*Instructions to follow*. Reproduce the following lines word for word, covering all of them.

*Labeled contour entries*.

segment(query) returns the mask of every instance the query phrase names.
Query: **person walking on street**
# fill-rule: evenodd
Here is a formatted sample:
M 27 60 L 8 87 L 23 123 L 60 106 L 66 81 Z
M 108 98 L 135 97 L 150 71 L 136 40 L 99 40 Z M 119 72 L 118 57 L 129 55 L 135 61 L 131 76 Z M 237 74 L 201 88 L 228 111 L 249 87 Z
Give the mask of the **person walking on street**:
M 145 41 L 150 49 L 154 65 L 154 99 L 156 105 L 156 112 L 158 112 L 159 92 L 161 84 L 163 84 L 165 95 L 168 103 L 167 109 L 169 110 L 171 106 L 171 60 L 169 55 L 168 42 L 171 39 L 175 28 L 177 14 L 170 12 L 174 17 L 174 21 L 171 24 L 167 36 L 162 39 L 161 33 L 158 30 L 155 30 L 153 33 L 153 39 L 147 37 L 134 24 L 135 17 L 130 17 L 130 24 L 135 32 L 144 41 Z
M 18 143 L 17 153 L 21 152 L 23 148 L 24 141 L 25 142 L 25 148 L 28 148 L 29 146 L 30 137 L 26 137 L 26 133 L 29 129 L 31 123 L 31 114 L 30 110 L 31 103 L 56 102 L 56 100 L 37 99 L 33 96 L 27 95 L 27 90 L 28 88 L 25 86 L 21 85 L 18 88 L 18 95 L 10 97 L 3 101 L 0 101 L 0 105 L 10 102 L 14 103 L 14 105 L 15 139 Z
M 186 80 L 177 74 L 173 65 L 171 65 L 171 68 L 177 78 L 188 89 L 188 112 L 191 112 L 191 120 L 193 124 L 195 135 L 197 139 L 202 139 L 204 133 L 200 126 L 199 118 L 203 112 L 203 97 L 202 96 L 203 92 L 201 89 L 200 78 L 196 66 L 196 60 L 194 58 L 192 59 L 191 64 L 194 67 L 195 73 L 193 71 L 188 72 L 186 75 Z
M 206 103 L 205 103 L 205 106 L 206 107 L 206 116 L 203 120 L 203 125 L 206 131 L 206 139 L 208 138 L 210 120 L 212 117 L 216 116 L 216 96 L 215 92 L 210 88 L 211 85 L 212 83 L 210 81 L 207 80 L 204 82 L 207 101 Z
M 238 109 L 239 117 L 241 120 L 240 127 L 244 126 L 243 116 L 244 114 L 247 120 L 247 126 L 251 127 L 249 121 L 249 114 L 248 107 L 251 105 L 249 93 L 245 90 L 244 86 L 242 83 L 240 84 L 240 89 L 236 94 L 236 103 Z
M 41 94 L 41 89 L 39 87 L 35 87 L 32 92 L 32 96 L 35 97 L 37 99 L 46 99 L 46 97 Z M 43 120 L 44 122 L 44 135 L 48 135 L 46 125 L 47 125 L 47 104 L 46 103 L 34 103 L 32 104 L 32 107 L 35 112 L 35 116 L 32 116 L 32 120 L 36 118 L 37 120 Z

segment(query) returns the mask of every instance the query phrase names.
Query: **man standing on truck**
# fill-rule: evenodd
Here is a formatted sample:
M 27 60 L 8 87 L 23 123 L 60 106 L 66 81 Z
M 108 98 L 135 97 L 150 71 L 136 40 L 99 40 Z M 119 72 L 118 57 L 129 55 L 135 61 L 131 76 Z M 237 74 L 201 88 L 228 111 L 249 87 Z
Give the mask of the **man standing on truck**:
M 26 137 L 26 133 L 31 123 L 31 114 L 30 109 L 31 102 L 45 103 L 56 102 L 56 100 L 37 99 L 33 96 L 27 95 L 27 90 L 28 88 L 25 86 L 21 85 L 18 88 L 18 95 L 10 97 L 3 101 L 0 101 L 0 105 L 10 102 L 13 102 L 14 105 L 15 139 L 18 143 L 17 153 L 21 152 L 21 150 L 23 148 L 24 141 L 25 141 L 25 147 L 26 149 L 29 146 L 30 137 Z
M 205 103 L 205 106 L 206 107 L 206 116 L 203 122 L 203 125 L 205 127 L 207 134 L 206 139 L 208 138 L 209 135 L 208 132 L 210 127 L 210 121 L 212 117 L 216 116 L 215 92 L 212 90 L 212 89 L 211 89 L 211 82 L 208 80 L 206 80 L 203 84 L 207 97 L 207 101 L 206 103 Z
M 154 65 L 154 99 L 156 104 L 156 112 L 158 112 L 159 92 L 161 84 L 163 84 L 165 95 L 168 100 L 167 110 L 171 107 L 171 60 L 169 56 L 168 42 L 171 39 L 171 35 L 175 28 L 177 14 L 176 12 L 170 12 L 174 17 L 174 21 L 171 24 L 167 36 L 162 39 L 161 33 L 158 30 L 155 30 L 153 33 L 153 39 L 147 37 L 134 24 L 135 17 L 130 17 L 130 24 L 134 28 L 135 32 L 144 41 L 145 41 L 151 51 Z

*Answer to this task*.
segment(query) returns the mask of every instance the query phrase names.
Query: **person walking on street**
# fill-rule: evenodd
Here is a formatted sample:
M 27 60 L 8 87 L 23 123 L 60 106 L 66 81 Z
M 108 98 L 135 97 L 150 71 L 136 40 L 99 40 Z M 119 72 L 118 57 L 129 55 L 135 61 L 131 76 Z M 237 74 L 201 88 L 228 111 L 249 87 Z
Give the mask of the **person walking on street**:
M 145 41 L 150 49 L 154 65 L 154 99 L 156 105 L 156 112 L 158 112 L 159 92 L 161 84 L 163 84 L 165 95 L 168 103 L 167 109 L 169 110 L 171 106 L 171 60 L 169 55 L 168 42 L 171 39 L 175 28 L 177 14 L 170 12 L 174 17 L 174 21 L 171 24 L 167 36 L 162 39 L 161 33 L 158 30 L 155 30 L 153 33 L 153 39 L 147 37 L 134 24 L 135 17 L 130 17 L 130 24 L 135 32 L 144 41 Z
M 18 143 L 17 153 L 21 152 L 23 148 L 24 141 L 25 142 L 25 148 L 28 148 L 29 146 L 30 137 L 26 137 L 26 133 L 29 129 L 31 123 L 31 114 L 30 110 L 31 103 L 56 102 L 56 100 L 37 99 L 33 96 L 27 95 L 27 90 L 28 88 L 25 86 L 21 85 L 18 88 L 18 95 L 10 97 L 3 101 L 0 101 L 0 105 L 10 102 L 14 103 L 14 105 L 15 139 Z
M 186 80 L 177 74 L 173 65 L 171 65 L 171 68 L 177 78 L 188 89 L 188 112 L 191 112 L 191 120 L 193 124 L 195 135 L 197 139 L 202 139 L 204 133 L 200 126 L 199 118 L 203 112 L 203 97 L 202 96 L 203 92 L 201 89 L 200 78 L 196 66 L 196 60 L 194 58 L 192 59 L 191 64 L 194 67 L 195 73 L 193 71 L 188 72 L 186 75 Z
M 206 103 L 205 103 L 205 106 L 206 107 L 206 116 L 203 120 L 203 125 L 206 131 L 206 139 L 208 138 L 210 120 L 212 117 L 216 116 L 216 96 L 215 92 L 210 88 L 211 85 L 212 83 L 210 81 L 207 80 L 204 82 L 207 101 Z
M 238 109 L 239 117 L 241 120 L 240 127 L 244 126 L 243 116 L 244 114 L 247 120 L 247 126 L 251 127 L 249 121 L 249 114 L 248 107 L 251 105 L 249 93 L 245 90 L 244 86 L 242 83 L 240 84 L 240 89 L 236 94 L 236 103 Z
M 41 94 L 41 89 L 39 87 L 35 87 L 32 92 L 32 96 L 35 97 L 37 99 L 46 99 L 46 97 Z M 43 120 L 44 122 L 44 135 L 48 135 L 46 125 L 47 125 L 47 104 L 46 103 L 34 103 L 32 104 L 32 107 L 35 112 L 35 116 L 32 116 L 32 120 L 36 118 L 37 120 Z

segment(query) returns the mask of every instance the query phrase names.
Query: **man standing on truck**
# fill-rule: evenodd
Here is a formatted sample:
M 27 60 L 8 87 L 23 123 L 60 106 L 66 81 Z
M 108 98 L 135 97 L 150 71 L 136 40 L 99 40 Z M 119 72 L 118 57 L 129 55 L 135 61 L 131 76 Z M 237 74 L 201 88 L 228 111 L 249 87 Z
Give the mask of the **man standing on truck**:
M 26 137 L 26 133 L 31 123 L 31 114 L 30 109 L 31 102 L 45 103 L 56 102 L 56 100 L 37 99 L 33 96 L 27 95 L 27 90 L 28 88 L 25 86 L 21 85 L 18 88 L 18 95 L 10 97 L 3 101 L 0 101 L 0 105 L 10 102 L 13 102 L 14 105 L 15 139 L 18 143 L 17 153 L 21 152 L 21 150 L 23 148 L 24 141 L 25 141 L 25 147 L 26 149 L 29 146 L 30 137 Z
M 205 103 L 205 106 L 206 107 L 206 116 L 203 122 L 203 125 L 205 127 L 207 134 L 206 139 L 208 138 L 209 135 L 208 132 L 210 127 L 210 121 L 212 117 L 216 116 L 215 92 L 212 90 L 212 89 L 211 89 L 211 82 L 208 80 L 206 80 L 203 84 L 207 97 L 207 101 L 206 103 Z
M 154 65 L 154 99 L 156 104 L 156 112 L 158 112 L 159 92 L 161 84 L 163 84 L 165 95 L 168 100 L 167 110 L 171 107 L 171 60 L 169 56 L 168 42 L 171 39 L 171 35 L 175 28 L 177 14 L 176 12 L 170 12 L 174 17 L 174 21 L 171 24 L 167 36 L 162 39 L 161 33 L 158 30 L 155 30 L 153 33 L 153 39 L 147 37 L 134 24 L 135 17 L 130 17 L 130 24 L 134 28 L 135 32 L 144 41 L 145 41 L 151 51 Z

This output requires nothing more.